Document extract:
Pity is what carries us without reflection to the aid of those we see suffering. Pity is what, in the state of nature, takes the place of laws, mores, and virtue, with the advantage that no one is tempted to disobey its sweet voice (392).

It’s absurd to think that wandering around the forest, clad only with liberty and a loincloth, ungoverned by any laws, man exists in a more ideal state than the one associated with civil society. However, my personal experiences concerning the extent to which pity can incline a person to feel obligated to act kindly and righteously have made me genuinely consider this idea.

Actions to take:
[1] Please output, word for word, the part of the passage on pity that opens with the words containing "Pity is what carries" and closes with "consider this idea.".
[2] Name every thing that, according to the passage on pity, pity takes the place of in the state of nature.
The lines after the passage on pity have nothing to do with it.

Stored data:
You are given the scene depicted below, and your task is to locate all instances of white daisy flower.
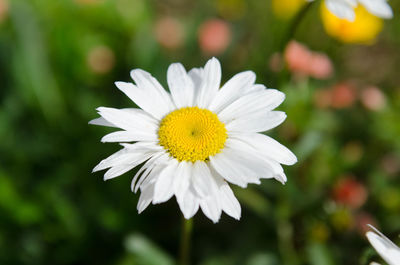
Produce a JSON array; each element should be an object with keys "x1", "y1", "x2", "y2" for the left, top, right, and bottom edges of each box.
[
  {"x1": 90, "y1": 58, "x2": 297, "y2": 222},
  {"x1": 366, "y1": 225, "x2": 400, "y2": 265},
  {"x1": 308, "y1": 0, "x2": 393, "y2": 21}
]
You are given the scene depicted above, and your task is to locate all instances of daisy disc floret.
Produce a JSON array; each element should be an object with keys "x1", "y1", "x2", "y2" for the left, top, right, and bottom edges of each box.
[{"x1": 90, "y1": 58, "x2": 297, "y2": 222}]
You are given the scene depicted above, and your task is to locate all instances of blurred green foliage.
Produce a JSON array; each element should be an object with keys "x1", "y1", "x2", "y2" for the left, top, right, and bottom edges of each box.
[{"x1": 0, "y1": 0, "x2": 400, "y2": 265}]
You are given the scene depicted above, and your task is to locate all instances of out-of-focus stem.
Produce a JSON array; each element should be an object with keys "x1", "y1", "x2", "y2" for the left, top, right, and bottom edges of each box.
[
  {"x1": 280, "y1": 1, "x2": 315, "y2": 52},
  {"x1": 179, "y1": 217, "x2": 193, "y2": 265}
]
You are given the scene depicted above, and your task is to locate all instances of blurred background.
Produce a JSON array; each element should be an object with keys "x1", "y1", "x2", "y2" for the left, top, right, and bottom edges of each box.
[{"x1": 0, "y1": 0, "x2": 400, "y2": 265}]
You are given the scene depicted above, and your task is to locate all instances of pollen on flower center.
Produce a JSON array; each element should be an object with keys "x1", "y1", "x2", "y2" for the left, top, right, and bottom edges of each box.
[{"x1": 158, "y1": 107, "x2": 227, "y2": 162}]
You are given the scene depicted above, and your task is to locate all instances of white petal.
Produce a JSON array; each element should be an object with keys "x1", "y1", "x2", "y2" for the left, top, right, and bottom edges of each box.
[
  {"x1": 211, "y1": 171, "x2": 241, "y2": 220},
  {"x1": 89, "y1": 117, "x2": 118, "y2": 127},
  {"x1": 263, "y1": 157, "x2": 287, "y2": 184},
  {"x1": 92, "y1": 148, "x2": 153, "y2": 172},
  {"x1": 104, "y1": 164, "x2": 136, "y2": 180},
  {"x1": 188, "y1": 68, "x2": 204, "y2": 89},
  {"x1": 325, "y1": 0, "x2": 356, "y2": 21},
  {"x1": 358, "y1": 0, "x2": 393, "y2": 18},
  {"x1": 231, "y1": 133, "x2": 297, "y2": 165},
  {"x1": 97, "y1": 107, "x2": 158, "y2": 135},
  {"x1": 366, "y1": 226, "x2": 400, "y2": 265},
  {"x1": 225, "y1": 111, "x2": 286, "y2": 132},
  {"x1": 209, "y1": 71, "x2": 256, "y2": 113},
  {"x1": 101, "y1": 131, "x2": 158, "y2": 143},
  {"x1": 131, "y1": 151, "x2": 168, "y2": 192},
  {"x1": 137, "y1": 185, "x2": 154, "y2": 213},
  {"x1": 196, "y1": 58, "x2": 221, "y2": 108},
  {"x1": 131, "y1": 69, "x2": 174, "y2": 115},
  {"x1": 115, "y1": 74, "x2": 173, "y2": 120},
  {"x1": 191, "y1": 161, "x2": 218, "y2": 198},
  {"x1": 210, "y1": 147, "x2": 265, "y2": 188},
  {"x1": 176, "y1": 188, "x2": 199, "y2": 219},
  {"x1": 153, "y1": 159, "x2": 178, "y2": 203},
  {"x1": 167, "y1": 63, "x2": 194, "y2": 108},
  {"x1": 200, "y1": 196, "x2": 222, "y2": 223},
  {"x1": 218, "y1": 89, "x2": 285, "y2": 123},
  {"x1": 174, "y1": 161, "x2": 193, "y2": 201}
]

Solved tasks:
[1]
Pity is what carries us without reflection to the aid of those we see suffering. Pity is what, in the state of nature, takes the place of laws, mores, and virtue, with the advantage that no one is tempted to disobey its sweet voice (392).

It’s absurd to think that wandering around the forest, clad only with liberty and a loincloth, ungoverned by any laws, man exists in a more ideal state than the one associated with civil society. However, my personal experiences concerning the extent to which pity can incline a person to feel obligated to act kindly and righteously have made me genuinely consider this idea.

[2]
- laws
- mores
- virtue